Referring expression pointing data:
__________________________________________________

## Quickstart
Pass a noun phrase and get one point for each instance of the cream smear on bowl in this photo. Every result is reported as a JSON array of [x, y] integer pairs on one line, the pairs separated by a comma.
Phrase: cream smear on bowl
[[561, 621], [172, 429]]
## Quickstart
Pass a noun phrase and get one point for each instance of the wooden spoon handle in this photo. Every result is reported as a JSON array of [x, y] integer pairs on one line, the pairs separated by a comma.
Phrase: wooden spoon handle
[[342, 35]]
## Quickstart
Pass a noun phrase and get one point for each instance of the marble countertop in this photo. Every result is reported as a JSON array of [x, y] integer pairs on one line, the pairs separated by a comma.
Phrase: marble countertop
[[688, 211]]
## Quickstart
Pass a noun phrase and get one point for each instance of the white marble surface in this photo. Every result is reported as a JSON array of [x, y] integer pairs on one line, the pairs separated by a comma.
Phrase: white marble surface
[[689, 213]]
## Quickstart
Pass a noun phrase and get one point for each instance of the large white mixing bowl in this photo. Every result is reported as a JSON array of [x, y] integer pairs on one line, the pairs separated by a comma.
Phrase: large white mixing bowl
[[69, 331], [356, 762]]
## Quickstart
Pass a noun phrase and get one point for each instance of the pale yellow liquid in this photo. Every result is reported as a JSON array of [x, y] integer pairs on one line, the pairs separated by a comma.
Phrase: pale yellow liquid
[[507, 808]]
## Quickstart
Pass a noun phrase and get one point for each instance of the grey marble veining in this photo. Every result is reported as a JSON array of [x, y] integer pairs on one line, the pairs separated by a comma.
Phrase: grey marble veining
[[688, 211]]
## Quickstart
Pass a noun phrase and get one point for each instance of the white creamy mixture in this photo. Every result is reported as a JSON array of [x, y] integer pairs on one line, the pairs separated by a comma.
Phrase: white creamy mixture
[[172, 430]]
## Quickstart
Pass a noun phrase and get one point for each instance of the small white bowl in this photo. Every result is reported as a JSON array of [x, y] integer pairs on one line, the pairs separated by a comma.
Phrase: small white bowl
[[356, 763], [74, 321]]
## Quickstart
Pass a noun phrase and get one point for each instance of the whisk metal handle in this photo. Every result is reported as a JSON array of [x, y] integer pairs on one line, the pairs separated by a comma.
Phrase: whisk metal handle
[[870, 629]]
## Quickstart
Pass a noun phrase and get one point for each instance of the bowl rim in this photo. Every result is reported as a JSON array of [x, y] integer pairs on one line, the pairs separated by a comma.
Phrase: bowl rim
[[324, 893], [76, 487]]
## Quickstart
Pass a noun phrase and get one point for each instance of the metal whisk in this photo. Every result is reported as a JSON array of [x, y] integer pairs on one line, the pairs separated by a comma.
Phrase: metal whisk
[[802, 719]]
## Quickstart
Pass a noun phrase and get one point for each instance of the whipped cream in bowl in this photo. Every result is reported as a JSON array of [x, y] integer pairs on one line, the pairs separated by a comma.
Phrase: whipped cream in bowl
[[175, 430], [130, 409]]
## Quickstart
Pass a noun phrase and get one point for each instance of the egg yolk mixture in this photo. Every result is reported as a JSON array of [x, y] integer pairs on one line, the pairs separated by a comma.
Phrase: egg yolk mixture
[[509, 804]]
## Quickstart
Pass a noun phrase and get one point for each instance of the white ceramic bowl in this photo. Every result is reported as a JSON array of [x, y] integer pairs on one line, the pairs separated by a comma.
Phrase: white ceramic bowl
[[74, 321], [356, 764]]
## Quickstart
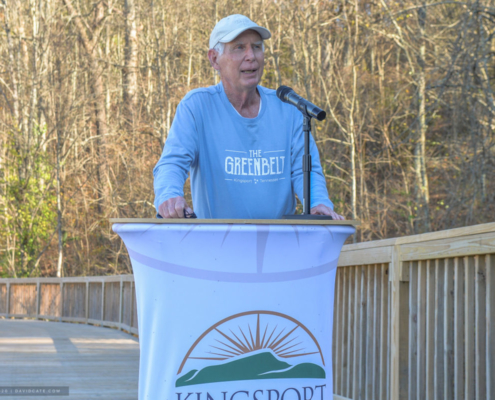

__________________________________________________

Task objective.
Pictures are to be omitted; otherwise, write out the data exactly as it appears.

Expected answer.
## Quickstart
Pass a noun phrase and get one point for each instance of the cream smear on bowl in this photo. Every result is reported as a JSON array of [x, y] integer pairs on one line, the pairs separated by a comma.
Phrase: cream smear on bowl
[[561, 621], [172, 429]]
## Quickstart
Pass a noun phrase and get one point for each instance of the wooden spoon handle in this photo. Every result is reported as a JSON array of [x, y] integer pairs on one line, the pairs separated by a comma.
Phrase: wooden spoon handle
[[342, 35]]
## Quickstart
Pass a noun phrase and get one point for each instance of the marble countertop in this photo. Every result is reported as a JSON array of [x, y] integer pairs on one line, the pairs separated by a comma.
Phrase: marble countertop
[[688, 211]]
## Quickstart
Pass a noun phrase and get one point for each instance of the white marble surface in this photo. Every result is reported as a JSON array of [x, y] integer pairs on one line, the pairs separated by a comma.
Phrase: white marble surface
[[689, 213]]
## Quickstart
Pass a noun phrase and get one point for each instance of the large white mixing bowl in this photo. Every result is reported as a JSON array of [x, y] integer pairs on one line, the pairs separated by a comma.
Phrase: large white mixing bowl
[[69, 331], [356, 762]]
## Quickstart
Pass a noun phrase and get one point for each instance of the pale yellow liquid in this photo. Every result is reported as a JSON array of [x, y] integer pairs on one line, the pairs separated by a comma.
Phrase: pale yellow liquid
[[507, 808]]
## Quickstart
Pass a noun phrase and get one point for each instance of the grey marble veining in this photo. Every result is reported as a JSON array of [x, y] integer pairs on one line, the pairs separated by a comma.
Phrase: grey marble veining
[[688, 211]]
## Quickstart
Pass a noun phrase and get one point for each instance of the white creamy mixture in this photo. Every result is reported as a JSON array of [x, y] integer pairs on one line, the pairs separated by a comma.
Phrase: white creamy mixture
[[172, 430]]
## Quickstart
Pass a noun phrase and get one point for each instance of the small white bowl in this photo. Every result is reported as a JSON array of [x, y] integer pairs on one line, the pairs separated by a comma.
Phrase: small white bowl
[[356, 763], [74, 321]]
## Quickstart
Pass a noun phrase and get one point for each instance of the whisk metal handle in this photo. Every result is reported as a JSON array of [x, y] integer pairs on one line, the pairs separated by a comma.
Phrase: whisk metal handle
[[870, 629]]
## Quickstart
Pass a noun phrase and get one point for each instance of the bowl rim in this photo. Every result is reported as a JSON array of [x, y] integer pairs on one line, the pairs separated by a comma.
Phrase: bowl rim
[[324, 893], [76, 487]]
## Quickstart
Pass a noun phrase and get one point for each instance of the metal whisk in this photo. Every result is reported as a JSON array of [x, y] integer pairs on one line, the pairs separated by a comma.
Phrase: metal whisk
[[802, 719]]
## Quickstart
Pass a noun phrase and get one point for each instance of the whipped cream in bowl in this photo. Every result is reported as a JSON array of [x, y] integer pairs on one line, the pairs separated by a comma.
Phrase: whipped cream in bowl
[[175, 430], [130, 409]]
## Quickstart
Pass a noun phrase and get one point for each instance of the egg yolk mixture in this photo. Every result is reported as a JSON array of [x, y] integer pairs on one line, the pairs separated by a comma.
Phrase: egg yolk mixture
[[509, 804]]
## Quickstart
Pass a noun phrase and get one point for each instance of the white ceramic bowl in this photo. Every result is reported as a JSON array of [x, y] integer pairs on one line, the pairs separated by a comma.
Phrase: white ceramic bowl
[[74, 321], [356, 764]]
## Quickstart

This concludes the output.